DATA ROWS -
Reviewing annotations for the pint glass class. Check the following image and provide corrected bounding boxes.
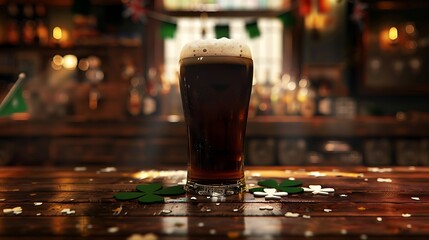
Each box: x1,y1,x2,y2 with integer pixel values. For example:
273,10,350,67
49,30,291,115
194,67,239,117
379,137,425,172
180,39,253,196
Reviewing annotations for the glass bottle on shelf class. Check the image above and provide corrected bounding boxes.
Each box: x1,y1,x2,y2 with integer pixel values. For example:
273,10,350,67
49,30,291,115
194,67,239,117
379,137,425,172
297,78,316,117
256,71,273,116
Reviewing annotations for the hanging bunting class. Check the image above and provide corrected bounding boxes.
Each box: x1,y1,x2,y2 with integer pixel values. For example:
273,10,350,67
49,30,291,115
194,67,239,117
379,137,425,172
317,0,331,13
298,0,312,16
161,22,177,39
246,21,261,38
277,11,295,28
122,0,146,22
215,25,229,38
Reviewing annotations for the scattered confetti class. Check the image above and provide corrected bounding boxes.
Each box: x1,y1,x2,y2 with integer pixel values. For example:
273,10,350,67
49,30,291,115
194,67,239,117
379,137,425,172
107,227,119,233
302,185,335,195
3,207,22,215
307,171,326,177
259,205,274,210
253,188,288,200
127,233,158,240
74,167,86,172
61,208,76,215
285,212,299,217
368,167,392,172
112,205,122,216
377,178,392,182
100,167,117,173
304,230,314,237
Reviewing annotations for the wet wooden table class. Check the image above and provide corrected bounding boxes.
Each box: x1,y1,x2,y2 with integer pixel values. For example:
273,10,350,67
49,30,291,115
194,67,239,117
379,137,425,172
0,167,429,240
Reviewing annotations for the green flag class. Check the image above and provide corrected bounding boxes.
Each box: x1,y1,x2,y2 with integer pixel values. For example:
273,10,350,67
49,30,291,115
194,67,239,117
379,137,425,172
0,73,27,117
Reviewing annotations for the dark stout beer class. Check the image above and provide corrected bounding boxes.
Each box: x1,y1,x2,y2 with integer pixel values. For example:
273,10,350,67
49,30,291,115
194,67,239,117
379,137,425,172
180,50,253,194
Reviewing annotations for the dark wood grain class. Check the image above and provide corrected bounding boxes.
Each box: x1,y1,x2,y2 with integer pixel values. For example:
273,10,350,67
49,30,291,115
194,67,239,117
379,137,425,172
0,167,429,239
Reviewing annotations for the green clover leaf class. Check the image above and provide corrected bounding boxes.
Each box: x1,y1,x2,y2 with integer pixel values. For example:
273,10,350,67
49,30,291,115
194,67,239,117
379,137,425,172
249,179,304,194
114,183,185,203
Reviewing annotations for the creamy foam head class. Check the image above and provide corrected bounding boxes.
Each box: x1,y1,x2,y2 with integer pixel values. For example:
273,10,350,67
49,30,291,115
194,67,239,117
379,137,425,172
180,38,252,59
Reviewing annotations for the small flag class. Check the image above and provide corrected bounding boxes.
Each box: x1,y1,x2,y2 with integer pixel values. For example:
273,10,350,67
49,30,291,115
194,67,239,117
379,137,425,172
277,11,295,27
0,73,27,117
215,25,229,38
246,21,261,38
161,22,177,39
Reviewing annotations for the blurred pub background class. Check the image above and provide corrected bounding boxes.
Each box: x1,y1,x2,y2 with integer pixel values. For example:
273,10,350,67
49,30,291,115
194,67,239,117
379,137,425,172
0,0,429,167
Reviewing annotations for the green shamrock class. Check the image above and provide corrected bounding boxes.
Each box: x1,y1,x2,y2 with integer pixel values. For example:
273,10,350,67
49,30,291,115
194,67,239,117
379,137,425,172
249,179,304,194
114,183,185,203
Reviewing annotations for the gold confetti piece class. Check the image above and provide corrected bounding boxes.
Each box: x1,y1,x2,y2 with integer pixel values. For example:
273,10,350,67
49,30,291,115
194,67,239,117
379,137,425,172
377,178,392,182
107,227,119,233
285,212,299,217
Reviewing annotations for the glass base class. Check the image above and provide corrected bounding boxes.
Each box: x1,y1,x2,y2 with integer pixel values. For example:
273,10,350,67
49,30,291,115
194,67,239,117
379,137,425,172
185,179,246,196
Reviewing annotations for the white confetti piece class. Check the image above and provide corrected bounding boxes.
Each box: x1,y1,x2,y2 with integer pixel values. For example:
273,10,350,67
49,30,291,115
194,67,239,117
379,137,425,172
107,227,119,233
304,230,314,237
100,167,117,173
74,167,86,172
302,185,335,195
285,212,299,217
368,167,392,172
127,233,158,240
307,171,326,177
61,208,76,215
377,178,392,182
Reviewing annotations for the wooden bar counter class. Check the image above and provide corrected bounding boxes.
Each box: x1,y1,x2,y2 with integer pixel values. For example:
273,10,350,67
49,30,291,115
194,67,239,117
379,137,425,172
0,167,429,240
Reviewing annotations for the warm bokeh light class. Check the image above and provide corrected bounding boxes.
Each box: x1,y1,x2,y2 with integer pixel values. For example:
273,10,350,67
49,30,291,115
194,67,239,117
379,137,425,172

DIRECTIONS FOR THIS TASK -
Format every line of the records as a Markdown table with the columns Row and Line, numbering the rows in order and skipping blank lines. Leave the pictures out.

TASK RESPONSE -
| Row | Line |
|---|---|
| 1 | Reviewing annotations for the pint glass class. Check the following image and provide corrected bounding boxes. |
| 2 | Each box: x1,y1,x2,y2 with integer pixel values. For example: |
| 3 | 273,10,350,67 |
| 4 | 49,30,291,115 |
| 5 | 194,67,239,117 |
| 6 | 379,137,425,172 |
| 7 | 180,39,253,196 |
| 8 | Reviewing annotations for the glass bottle on shelf class. Check the image above and provide corrected bounding boxes. |
| 9 | Each box: x1,y1,x2,y2 with integer pixel values. For example: |
| 10 | 273,10,350,67 |
| 11 | 49,30,291,115 |
| 12 | 194,67,239,117 |
| 13 | 379,137,425,172 |
| 14 | 297,78,316,117 |
| 15 | 256,71,273,116 |
| 16 | Reviewing annotations for the hanging bunting class. Check the image above and provide corrected bounding boxes. |
| 17 | Each box: x1,y1,x2,y2 with integer pixel values. For example: |
| 18 | 273,10,350,67 |
| 19 | 49,30,291,115 |
| 20 | 194,67,239,117 |
| 21 | 379,137,425,172 |
| 22 | 317,0,331,13 |
| 23 | 298,0,312,16 |
| 24 | 161,22,177,39 |
| 25 | 246,21,261,38 |
| 26 | 277,11,295,28 |
| 27 | 122,0,146,22 |
| 28 | 215,25,229,38 |
| 29 | Reviewing annotations for the scattered confetti class. Check the image above and provide corrected bounding boxes. |
| 30 | Each box: x1,y1,x2,y2 with integer pixel values. For example: |
| 31 | 273,10,350,67 |
| 32 | 49,30,291,115 |
| 33 | 194,67,239,117 |
| 34 | 379,137,425,172 |
| 35 | 107,227,119,233 |
| 36 | 302,185,335,195 |
| 37 | 3,207,22,215 |
| 38 | 307,171,326,177 |
| 39 | 259,205,274,210 |
| 40 | 253,188,288,200 |
| 41 | 127,233,158,240 |
| 42 | 74,167,86,172 |
| 43 | 61,208,76,215 |
| 44 | 285,212,299,217 |
| 45 | 368,167,392,172 |
| 46 | 112,205,122,216 |
| 47 | 377,178,392,182 |
| 48 | 100,167,117,173 |
| 49 | 304,230,314,237 |
| 50 | Reviewing annotations for the wet wooden table class. Check the image above and provide corrected bounding boxes. |
| 51 | Each box: x1,y1,x2,y2 with integer pixel values. For example: |
| 52 | 273,10,350,67 |
| 53 | 49,30,291,115 |
| 54 | 194,67,239,117 |
| 55 | 379,137,425,172 |
| 56 | 0,167,429,240 |
| 57 | Reviewing annotations for the green flag class. Check the image above and provide corrected bounding boxes. |
| 58 | Each box: x1,y1,x2,y2 with integer pixel values. For example: |
| 59 | 273,10,350,67 |
| 60 | 49,30,291,115 |
| 61 | 194,67,239,117 |
| 62 | 379,137,425,172 |
| 63 | 0,73,27,117 |
| 64 | Reviewing annotations for the dark stout beer class. Check the image above and provide corrected bounding boxes. |
| 65 | Each box: x1,y1,x2,y2 with integer pixel values. For example: |
| 66 | 273,10,350,67 |
| 67 | 49,30,291,115 |
| 68 | 194,67,239,117 |
| 69 | 379,137,425,172 |
| 70 | 180,50,253,194 |
| 71 | Reviewing annotations for the dark wood grain class. Check the image above and provide corrected bounding boxes. |
| 72 | Each box: x1,y1,x2,y2 with integer pixel values. For example: |
| 73 | 273,10,350,67 |
| 74 | 49,30,291,115 |
| 75 | 194,67,239,117 |
| 76 | 379,137,425,172 |
| 77 | 0,167,429,239 |
| 78 | Reviewing annotations for the green clover leaf class. Check the image above and provide corrected bounding boxes. |
| 79 | Each box: x1,y1,x2,y2 with integer pixel values. For example: |
| 80 | 273,10,350,67 |
| 81 | 49,30,291,115 |
| 82 | 194,67,239,117 |
| 83 | 379,137,425,172 |
| 84 | 249,179,304,194 |
| 85 | 114,183,185,203 |
| 86 | Reviewing annotations for the creamy foam head class. Check the image above and provide corrected bounding boxes. |
| 87 | Each box: x1,y1,x2,y2 with integer pixel values. For example: |
| 88 | 273,10,350,67 |
| 89 | 49,30,291,115 |
| 90 | 194,67,239,117 |
| 91 | 379,137,425,172 |
| 92 | 180,38,252,59 |
| 93 | Reviewing annotations for the small flag class. Check the image above and provide corrected bounding boxes. |
| 94 | Each box: x1,y1,x2,y2 with integer pixel values. For example: |
| 95 | 273,10,350,67 |
| 96 | 49,30,291,115 |
| 97 | 194,67,239,117 |
| 98 | 379,137,425,172 |
| 99 | 277,11,295,27 |
| 100 | 0,73,27,117 |
| 101 | 215,25,229,38 |
| 102 | 246,21,261,38 |
| 103 | 161,22,177,39 |
| 104 | Reviewing annotations for the blurred pub background class. Check the image above and provide corrected bounding boxes. |
| 105 | Each box: x1,y1,x2,y2 with integer pixel values. For example: |
| 106 | 273,10,350,67 |
| 107 | 49,30,291,115 |
| 108 | 194,67,239,117 |
| 109 | 379,137,425,172 |
| 110 | 0,0,429,167 |
| 111 | Reviewing annotations for the green shamrock class. Check the image above and provide corrected bounding boxes. |
| 112 | Each box: x1,y1,x2,y2 with integer pixel values. For example: |
| 113 | 273,10,350,67 |
| 114 | 49,30,291,115 |
| 115 | 194,67,239,117 |
| 116 | 379,137,425,172 |
| 117 | 249,179,304,194 |
| 118 | 114,183,185,203 |
| 119 | Reviewing annotations for the gold confetti piece class. Check the image above and provide corrected bounding boxes. |
| 120 | Each box: x1,y1,x2,y2 with integer pixel values. For example: |
| 121 | 273,10,350,67 |
| 122 | 49,30,291,115 |
| 123 | 194,67,239,117 |
| 124 | 379,137,425,172 |
| 125 | 377,178,392,182 |
| 126 | 107,227,119,233 |
| 127 | 285,212,299,217 |
| 128 | Reviewing annotations for the glass base class. Check the image above and provide corrected bounding boxes. |
| 129 | Each box: x1,y1,x2,y2 with integer pixel values. For example: |
| 130 | 273,10,350,67 |
| 131 | 49,30,291,115 |
| 132 | 194,67,239,117 |
| 133 | 379,137,425,172 |
| 134 | 185,179,246,196 |
| 135 | Reviewing annotations for the white confetti piece class. Check the image above and provide corrected bounding boxes. |
| 136 | Each box: x1,y1,x2,y2 with integer pixel values. For example: |
| 137 | 273,10,350,67 |
| 138 | 49,30,291,115 |
| 139 | 194,67,239,117 |
| 140 | 379,137,425,172 |
| 141 | 107,227,119,233 |
| 142 | 304,230,314,237 |
| 143 | 100,167,117,173 |
| 144 | 74,167,86,172 |
| 145 | 302,185,335,195 |
| 146 | 285,212,299,217 |
| 147 | 368,167,392,172 |
| 148 | 127,233,158,240 |
| 149 | 307,171,326,177 |
| 150 | 61,208,76,215 |
| 151 | 377,178,392,182 |
| 152 | Reviewing annotations for the wooden bar counter class. Check the image above and provide corrected bounding boxes. |
| 153 | Each box: x1,y1,x2,y2 with integer pixel values. For example: |
| 154 | 273,10,350,67 |
| 155 | 49,30,291,115 |
| 156 | 194,67,239,117 |
| 157 | 379,137,425,172 |
| 158 | 0,167,429,240 |
| 159 | Reviewing annotations for the warm bokeh light class. Check the image above and provide corrected bounding boxes. |
| 160 | Each box: x1,y1,x2,y2 with integer pixel values. For example: |
| 161 | 273,10,350,67 |
| 162 | 49,30,291,115 |
| 163 | 194,67,239,117 |
| 164 | 379,137,425,172 |